O amadurecimento cinematográfico de Bong Joon Ho foi meteórico. Iniciando seu trabalho de direção de longas com o já muito bom Cão Que Ladra Não Morde, o cineasta alcançou impressionante nível de excelência apenas três anos depois, com seu trabalho seguinte, um drama policial perturbador que romanceia o caso real de um estuprador e assassino em série da segunda metade dos anos 80 na Coréia do Sul a partir da peça teatral homônima escrita por Kim Kwang-rim. Se seu primeiro filme tinha um tom abertamente cômico, apesar da premissa exótica e que exige mais do espectador do que apenas passividade, em Memórias de um Assassino (não sei como ficaria a tradução do título original coreano, mas o americano – “Memórias de Assassinato” – é bem mais elegante) o diretor muda completamente o tom e trabalha uma questão séria e pesada.

Bong Joon Ho, porém, não perde a veia cômica, ainda que, aqui, ela seja discreta diante da solenidade do assunto e basicamente utilizada para demonstrar a barbaridade dos “métodos investigativos” dos detetives Park Doo-man (Song Kang-ho) e Cho Yong-koo (Kim Roe-ha) que basicamente se resumem a bolar as teorias mais idiotas possíveis que são alimentadas aos suspeitos na base de violência policial para arrancar confissões. E o tipo de comicidade é o mesmo de sua obra anterior, inquieta, incômoda, que envergonha o espectador por achar graça daquilo, especialmente quando o suspeito é Baek Kwang-ho (Park No-shik), um rapaz com problemas mentais. E tudo só fica pior quando, logo no começo da fita, o chefe de polícia comemora a chegada do detetive Seo Tae-yoon (Kim Sang-kyung), vindo especialmente de Seul para ajudar nas investigações e que não só tem uma postura sisuda de “policial da capital”, como também se utiliza de métodos investigativos que pelo menos inicialmente parecem seguir o manual de instruções. A oposição do recém-chegado aos dois detetives provincianos cria uma chaga procedimental enorme que o roteiro co-escrito pelo diretor com Sung-bo Shim mantém aberta ao dividir a narrativa nos dois enfoques, de certa forma criando uma atmosfera competitiva.

==================================================

● **Desafio a**
Liste todas as linhas dos registros abaixo que contêm a palavra "rocky", diferenciando maiúsculas de minúsculas.

==================================================

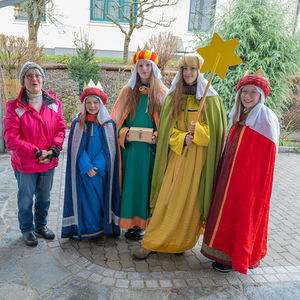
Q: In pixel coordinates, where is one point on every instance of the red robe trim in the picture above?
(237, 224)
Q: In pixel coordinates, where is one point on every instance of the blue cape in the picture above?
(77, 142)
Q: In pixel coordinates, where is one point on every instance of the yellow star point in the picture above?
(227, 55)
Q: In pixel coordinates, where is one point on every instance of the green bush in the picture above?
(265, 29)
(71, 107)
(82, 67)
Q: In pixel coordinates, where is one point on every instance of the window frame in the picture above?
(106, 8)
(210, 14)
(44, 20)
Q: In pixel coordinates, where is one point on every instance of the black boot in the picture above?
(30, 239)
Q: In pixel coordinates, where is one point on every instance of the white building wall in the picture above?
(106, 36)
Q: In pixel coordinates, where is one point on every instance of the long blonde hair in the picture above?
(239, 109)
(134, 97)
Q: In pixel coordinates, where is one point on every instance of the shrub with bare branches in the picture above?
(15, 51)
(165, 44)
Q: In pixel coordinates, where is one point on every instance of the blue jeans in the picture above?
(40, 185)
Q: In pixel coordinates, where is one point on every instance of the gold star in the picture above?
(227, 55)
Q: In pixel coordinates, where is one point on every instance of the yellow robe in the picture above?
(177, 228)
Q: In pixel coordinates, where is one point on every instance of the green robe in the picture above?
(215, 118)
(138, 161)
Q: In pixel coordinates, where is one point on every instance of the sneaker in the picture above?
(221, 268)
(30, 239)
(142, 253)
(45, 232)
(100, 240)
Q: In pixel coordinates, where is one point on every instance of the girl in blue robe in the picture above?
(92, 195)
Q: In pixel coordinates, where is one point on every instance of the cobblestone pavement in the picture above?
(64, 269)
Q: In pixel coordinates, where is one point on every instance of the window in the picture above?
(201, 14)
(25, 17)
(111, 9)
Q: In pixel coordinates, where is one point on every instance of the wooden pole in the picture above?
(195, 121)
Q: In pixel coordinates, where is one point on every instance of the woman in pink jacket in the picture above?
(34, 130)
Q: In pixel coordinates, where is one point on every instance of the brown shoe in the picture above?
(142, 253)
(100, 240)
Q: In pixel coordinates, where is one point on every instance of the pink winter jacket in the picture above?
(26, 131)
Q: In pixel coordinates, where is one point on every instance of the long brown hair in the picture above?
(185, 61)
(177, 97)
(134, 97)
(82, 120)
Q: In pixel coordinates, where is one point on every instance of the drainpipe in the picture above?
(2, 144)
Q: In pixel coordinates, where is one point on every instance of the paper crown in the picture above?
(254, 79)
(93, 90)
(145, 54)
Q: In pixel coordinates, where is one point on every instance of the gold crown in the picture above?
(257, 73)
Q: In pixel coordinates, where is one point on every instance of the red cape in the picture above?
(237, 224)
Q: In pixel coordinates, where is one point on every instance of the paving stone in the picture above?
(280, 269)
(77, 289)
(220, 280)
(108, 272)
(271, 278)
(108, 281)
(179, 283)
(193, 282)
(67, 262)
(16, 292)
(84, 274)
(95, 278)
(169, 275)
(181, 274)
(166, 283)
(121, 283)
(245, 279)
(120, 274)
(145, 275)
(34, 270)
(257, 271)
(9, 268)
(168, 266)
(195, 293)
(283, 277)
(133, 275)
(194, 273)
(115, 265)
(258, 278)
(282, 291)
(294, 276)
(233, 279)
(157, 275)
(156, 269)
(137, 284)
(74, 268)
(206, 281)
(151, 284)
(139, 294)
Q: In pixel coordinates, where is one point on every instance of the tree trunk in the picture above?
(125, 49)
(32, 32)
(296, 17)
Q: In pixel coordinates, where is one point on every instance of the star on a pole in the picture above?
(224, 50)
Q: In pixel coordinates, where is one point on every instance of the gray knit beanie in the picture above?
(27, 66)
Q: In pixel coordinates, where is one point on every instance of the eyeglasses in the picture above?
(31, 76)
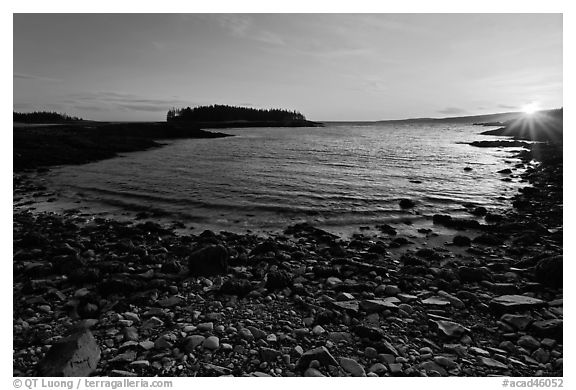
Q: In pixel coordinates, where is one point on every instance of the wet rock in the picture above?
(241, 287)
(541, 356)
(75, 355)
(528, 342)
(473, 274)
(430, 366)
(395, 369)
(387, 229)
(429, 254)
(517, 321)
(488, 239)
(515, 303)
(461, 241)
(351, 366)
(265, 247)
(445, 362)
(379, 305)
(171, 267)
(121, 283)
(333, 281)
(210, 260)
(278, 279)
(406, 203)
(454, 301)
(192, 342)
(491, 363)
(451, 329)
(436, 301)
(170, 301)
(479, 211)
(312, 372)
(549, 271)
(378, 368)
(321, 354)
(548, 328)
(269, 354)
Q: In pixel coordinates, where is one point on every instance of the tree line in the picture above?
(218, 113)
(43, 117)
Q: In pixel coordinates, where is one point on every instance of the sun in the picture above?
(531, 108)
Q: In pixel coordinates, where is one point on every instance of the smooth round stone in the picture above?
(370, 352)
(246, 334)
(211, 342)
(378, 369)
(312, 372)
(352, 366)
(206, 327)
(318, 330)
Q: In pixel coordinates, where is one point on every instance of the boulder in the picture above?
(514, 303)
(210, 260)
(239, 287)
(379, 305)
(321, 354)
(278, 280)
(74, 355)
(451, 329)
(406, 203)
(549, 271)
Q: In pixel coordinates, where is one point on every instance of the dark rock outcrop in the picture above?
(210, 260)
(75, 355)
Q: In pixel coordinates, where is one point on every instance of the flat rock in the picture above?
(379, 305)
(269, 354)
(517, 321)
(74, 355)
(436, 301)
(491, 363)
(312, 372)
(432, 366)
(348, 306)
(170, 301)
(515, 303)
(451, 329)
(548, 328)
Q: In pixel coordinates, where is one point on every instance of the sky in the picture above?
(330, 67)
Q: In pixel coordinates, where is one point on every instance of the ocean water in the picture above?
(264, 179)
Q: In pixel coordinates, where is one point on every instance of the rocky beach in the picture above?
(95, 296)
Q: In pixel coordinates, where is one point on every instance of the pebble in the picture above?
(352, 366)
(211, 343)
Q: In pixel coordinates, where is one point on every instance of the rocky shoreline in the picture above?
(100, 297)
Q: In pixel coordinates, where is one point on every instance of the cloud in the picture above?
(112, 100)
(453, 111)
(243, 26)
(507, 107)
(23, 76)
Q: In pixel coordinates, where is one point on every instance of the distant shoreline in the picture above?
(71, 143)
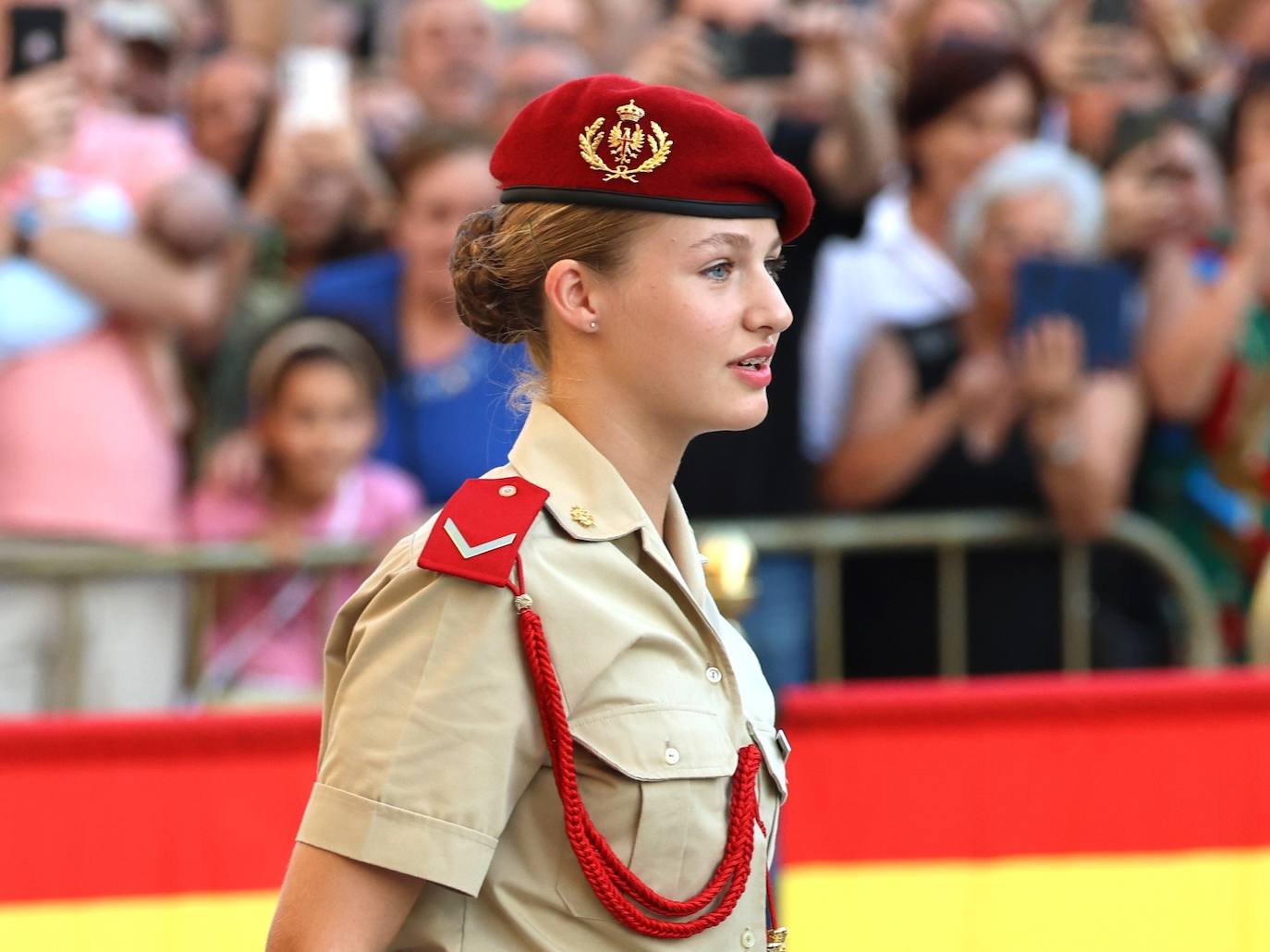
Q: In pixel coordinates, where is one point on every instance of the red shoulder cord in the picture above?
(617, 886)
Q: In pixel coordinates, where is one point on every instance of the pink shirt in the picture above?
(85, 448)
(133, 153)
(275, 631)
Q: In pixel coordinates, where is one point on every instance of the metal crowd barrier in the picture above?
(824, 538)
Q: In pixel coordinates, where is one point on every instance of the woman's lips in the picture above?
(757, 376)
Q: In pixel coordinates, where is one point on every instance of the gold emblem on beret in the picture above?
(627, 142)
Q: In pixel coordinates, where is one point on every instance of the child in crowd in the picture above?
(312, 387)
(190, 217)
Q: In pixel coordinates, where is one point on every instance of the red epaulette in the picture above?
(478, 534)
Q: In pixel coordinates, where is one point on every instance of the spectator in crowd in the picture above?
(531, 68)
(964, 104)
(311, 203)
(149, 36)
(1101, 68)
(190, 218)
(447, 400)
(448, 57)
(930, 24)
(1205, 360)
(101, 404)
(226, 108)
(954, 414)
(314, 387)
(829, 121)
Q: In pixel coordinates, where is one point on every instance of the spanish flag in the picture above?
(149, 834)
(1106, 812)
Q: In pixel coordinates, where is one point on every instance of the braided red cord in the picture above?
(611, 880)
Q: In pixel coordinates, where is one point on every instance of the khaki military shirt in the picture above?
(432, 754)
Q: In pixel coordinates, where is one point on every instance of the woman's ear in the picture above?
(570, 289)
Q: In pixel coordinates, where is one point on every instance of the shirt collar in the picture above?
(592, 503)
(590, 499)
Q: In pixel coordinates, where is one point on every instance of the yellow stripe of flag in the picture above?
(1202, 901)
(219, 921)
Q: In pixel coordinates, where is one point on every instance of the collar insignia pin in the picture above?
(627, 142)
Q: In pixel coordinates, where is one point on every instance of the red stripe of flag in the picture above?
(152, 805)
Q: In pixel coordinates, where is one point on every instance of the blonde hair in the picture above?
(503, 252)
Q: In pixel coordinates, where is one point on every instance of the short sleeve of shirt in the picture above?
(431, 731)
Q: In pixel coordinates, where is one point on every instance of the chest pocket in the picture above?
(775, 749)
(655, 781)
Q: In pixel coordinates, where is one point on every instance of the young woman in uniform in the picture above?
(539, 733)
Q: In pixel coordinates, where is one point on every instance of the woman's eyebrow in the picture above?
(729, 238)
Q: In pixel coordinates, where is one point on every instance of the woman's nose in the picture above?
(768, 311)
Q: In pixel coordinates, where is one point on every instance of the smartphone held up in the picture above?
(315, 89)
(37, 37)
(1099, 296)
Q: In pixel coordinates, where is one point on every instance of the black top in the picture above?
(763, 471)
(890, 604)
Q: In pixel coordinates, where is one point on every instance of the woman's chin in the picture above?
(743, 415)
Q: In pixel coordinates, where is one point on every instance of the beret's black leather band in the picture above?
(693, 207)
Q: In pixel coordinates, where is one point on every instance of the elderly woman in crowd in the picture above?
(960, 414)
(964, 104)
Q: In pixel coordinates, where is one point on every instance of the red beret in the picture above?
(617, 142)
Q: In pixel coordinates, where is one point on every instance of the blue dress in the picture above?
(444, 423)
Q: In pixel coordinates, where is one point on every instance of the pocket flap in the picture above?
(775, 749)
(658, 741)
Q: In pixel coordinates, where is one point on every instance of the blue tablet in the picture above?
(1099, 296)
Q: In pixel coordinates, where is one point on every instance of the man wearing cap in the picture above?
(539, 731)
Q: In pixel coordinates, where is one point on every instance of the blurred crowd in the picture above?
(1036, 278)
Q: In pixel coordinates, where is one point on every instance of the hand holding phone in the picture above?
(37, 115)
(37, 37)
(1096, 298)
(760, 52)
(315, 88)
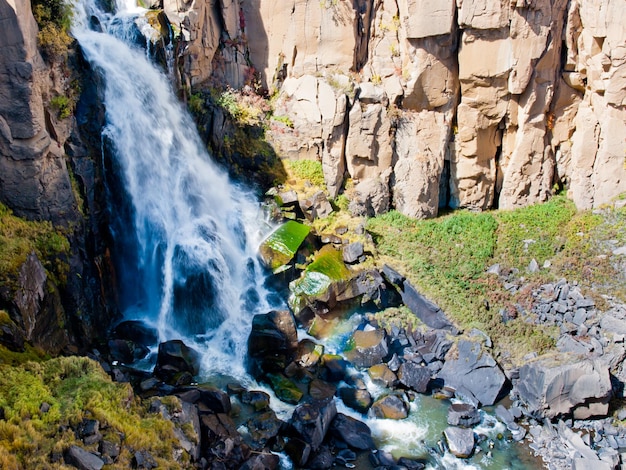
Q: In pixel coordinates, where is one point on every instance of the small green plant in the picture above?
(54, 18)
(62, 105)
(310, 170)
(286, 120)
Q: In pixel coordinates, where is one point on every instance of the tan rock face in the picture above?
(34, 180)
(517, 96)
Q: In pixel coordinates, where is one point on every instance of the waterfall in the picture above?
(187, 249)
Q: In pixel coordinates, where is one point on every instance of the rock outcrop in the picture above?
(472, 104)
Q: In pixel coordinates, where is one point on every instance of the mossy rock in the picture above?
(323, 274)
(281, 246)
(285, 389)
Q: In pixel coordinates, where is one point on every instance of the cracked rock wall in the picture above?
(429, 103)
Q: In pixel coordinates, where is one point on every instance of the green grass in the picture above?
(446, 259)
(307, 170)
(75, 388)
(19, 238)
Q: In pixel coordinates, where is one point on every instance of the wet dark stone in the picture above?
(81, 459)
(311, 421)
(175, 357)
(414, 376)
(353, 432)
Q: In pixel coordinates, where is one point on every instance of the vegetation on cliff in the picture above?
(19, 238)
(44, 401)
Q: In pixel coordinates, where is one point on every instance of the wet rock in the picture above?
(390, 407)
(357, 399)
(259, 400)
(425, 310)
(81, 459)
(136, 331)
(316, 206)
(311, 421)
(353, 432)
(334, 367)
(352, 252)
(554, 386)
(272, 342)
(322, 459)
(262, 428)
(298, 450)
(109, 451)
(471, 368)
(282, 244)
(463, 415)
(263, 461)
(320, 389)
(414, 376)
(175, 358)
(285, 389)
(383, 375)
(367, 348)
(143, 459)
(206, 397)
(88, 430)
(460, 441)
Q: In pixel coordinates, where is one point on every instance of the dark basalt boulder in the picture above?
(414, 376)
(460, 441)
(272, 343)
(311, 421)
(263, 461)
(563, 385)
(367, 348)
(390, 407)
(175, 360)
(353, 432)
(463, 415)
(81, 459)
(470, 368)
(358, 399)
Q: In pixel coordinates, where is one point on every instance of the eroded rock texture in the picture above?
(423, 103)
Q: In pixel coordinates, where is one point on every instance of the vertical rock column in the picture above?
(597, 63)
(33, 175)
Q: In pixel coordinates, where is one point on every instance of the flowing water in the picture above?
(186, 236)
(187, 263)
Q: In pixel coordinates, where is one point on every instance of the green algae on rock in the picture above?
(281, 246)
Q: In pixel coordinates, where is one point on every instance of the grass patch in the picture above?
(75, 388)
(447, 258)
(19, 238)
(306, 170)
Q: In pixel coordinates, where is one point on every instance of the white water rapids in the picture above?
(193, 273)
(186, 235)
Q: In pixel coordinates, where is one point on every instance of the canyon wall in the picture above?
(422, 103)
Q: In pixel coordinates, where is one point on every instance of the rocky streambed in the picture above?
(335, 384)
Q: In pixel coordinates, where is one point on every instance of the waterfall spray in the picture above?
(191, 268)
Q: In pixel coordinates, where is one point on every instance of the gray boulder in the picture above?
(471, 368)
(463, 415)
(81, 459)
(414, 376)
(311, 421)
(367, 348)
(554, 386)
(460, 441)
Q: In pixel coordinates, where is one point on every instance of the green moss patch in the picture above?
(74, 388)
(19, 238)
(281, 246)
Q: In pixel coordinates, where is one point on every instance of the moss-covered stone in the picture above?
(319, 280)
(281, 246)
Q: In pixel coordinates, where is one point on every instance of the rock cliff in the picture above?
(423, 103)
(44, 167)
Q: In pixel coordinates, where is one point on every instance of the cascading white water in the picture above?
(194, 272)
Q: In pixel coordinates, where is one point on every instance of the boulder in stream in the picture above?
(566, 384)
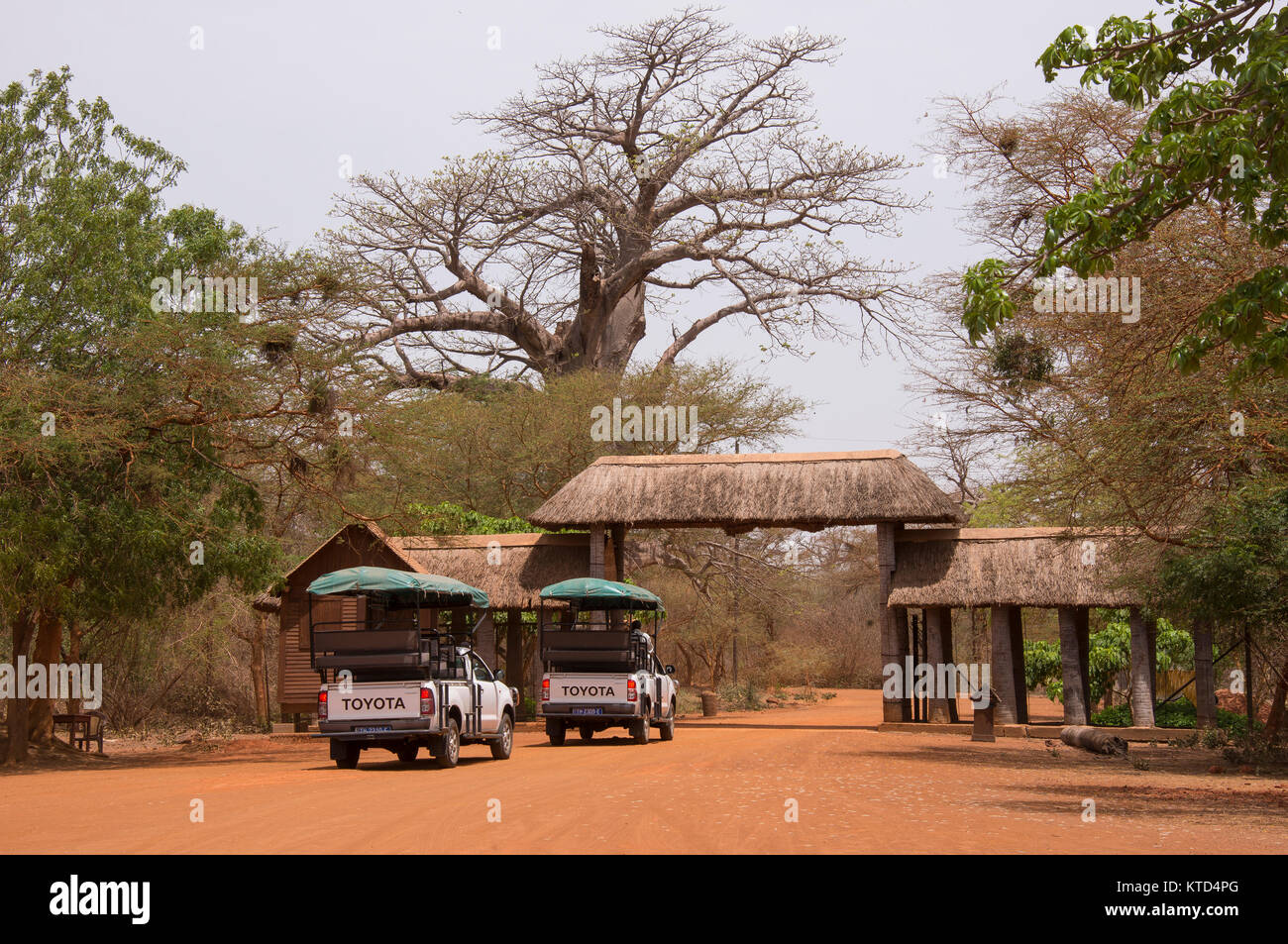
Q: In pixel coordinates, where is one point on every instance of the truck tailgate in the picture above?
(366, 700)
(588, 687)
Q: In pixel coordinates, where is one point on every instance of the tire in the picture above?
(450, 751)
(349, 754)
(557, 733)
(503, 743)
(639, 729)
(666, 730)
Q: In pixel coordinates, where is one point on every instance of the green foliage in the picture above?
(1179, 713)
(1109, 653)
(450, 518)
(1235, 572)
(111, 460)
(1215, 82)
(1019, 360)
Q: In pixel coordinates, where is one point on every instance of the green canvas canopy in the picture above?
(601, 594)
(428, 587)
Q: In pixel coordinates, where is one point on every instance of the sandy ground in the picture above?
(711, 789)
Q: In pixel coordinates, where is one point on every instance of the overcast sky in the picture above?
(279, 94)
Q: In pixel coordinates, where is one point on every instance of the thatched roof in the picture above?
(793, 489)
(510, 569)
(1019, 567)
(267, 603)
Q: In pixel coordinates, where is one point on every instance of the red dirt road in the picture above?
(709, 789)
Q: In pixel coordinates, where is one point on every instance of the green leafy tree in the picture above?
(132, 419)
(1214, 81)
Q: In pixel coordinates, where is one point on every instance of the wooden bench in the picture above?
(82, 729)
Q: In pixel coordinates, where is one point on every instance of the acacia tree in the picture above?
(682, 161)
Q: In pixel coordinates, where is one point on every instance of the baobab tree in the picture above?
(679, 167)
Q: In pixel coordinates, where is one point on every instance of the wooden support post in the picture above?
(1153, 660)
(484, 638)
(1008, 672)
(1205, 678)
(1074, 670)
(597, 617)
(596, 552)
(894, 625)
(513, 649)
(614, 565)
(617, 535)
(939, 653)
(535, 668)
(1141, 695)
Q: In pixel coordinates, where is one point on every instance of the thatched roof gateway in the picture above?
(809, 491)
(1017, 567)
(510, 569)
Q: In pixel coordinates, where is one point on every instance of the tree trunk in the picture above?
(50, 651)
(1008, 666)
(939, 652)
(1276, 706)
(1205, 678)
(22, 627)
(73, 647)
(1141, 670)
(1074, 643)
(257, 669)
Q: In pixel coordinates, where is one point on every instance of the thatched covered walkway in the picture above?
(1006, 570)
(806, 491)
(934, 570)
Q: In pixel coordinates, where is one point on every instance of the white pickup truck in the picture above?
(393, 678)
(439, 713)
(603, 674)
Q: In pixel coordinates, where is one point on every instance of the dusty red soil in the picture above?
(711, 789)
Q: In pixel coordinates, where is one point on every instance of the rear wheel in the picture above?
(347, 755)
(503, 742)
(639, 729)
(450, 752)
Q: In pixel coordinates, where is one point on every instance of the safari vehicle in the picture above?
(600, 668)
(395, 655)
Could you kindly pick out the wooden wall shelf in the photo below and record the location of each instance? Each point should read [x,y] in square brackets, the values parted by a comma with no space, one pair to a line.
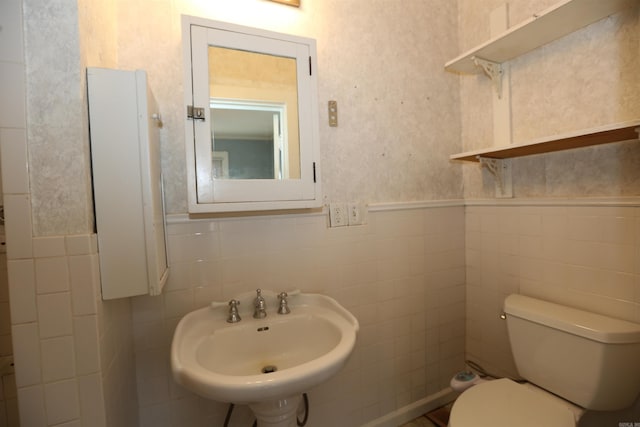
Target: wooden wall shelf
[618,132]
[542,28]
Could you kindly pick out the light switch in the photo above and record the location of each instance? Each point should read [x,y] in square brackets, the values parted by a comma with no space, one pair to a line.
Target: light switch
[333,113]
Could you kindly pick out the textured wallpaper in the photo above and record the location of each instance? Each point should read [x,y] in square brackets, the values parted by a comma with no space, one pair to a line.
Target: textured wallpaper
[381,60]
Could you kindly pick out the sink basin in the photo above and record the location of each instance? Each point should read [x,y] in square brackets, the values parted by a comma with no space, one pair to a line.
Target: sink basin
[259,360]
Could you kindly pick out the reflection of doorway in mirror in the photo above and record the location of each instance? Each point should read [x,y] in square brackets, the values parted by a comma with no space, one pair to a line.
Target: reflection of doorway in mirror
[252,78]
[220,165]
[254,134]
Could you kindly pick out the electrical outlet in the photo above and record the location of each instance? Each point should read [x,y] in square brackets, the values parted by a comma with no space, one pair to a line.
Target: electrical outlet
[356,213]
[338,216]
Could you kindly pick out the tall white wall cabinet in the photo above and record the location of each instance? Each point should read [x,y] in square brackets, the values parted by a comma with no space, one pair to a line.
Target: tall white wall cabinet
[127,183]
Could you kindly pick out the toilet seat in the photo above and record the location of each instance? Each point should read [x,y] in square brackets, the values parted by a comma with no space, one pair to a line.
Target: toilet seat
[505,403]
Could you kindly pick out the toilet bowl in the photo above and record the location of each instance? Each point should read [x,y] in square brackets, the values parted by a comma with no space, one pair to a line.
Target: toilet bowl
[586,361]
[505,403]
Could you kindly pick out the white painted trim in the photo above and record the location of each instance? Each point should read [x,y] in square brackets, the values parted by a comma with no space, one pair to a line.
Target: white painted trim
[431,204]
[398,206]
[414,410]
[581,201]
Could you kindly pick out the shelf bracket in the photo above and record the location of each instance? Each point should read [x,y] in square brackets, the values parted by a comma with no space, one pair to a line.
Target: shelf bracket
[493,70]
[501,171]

==================================================

● **Desafio b**
Estenda a crítica sobre o filme Memórias de um Assassino a partir do ponto em que o texto termina.

● **Resposta escrita a**
Q: In pixel coordinates, where is one point on every instance of the rocky beach in the picture above?
Q: In pixel coordinates, where is one point on every instance of the rocky shoreline in the picture above?
Q: In pixel coordinates, where is one point on every instance of the rocky streambed in the picture above?

● **Resposta escrita b**
Falando em atmosfera, a fotografia de Kim Hyung-ku é um dos grandes triunfos da obra, com um trabalho minucioso de captura de imagens em escuridão quase total e chuva, que Bong Joon Ho, também com a ajuda da perfeitamente sincronizada trilha sonora do compositor japonês Tarô Iwashiro, usa com enorme esmero para criar um ambiente de opressão, de completa ausência de saída, com especial destaque para os angustiantes minutos finais. Muitos equalizam essa abordagem com os filmes noir de outrora, classificando Memórias de um Assassino com neo-noir, mas não sei se a obra realmente se encaixa no conceito para além do policial durão que chega de cidade grande para solucionar terríveis crimes. Há uma qualidade muito própria no resultado final que, diria, se assemelha muito mais a Seven: Os Sete Pecados Capitais (curiosamente o segundo longa de outro grande cineasta que amadureceu muito rapidamente) do que, por exemplo, Relíquia Macabra ou Blade Runner. Mesmo assim, as comparações com Seven talvez também não sejam as melhores, pois o citado ar cômico que toma principalmente o primeiro terço da projeção e que conta com uma paleta de cores viva e muito diferente, afasta o filme do espetacular thriller de David Fincher.

Mas Memórias de um Assassino é ainda mais interessante se pararmos para pensar em seu subtexto sócio-político. Assim como no Brasil, a Coréia do Sul, em 1986, passava por um processo de fim de ditadura militar e de democratização de suas instituições, algo que em uma análise perfunctória pode parecer não se conectar à trama detetivesca. No entanto, a inquietude da população civil é um importante pano de fundo para a narrativa, mas que fica somente ali, como comentário indireto ao que acontece em primeiro plano. O espectador mais atento notará justificativas dentro do roteiro para a ausência de uma forma policial maior no local dos assassinatos que se conectam diretamente com protestos pela nação e certamente estabelecerá uma ponte direta da violência que é a mera existência de uma ditadura com a violência policial representada pelos detetives provincianos. Mas como em basicamente toda sua filmografia, Bong Joon Ho não é um cineasta de maniqueísmos óbvios e o desenvolvimento narrativo de Seo Tae-yoon, o detetive citadino que pode ser visto como a “chegada da civilização”, derruba essa nossa impressão inicial.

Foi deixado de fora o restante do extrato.